INSTRUCTIONS TO FOLLOW: Update the lines from the one containing "the ceiling fan" through the one containing "column 306, row 19", inclusive, by replacing "marker" with "dot". Leave everything else unchanged and return only those lines.

TASK INPUTS:
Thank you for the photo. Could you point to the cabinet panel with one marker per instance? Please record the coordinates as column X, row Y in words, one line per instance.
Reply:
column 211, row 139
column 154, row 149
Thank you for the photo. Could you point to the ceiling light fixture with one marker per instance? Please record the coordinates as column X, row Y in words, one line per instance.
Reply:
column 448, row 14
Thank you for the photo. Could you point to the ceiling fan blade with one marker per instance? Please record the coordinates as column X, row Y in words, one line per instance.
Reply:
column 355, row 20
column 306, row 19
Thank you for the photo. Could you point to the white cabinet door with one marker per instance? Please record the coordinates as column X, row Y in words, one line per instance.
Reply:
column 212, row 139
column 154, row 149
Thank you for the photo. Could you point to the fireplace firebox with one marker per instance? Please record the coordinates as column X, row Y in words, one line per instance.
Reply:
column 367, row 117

ANSWER TO THE TASK:
Thank you for the photo. Could you point to the ceiling fan blade with one dot per instance? Please record the coordinates as column X, row Y in words, one line per instance.
Reply:
column 355, row 20
column 306, row 19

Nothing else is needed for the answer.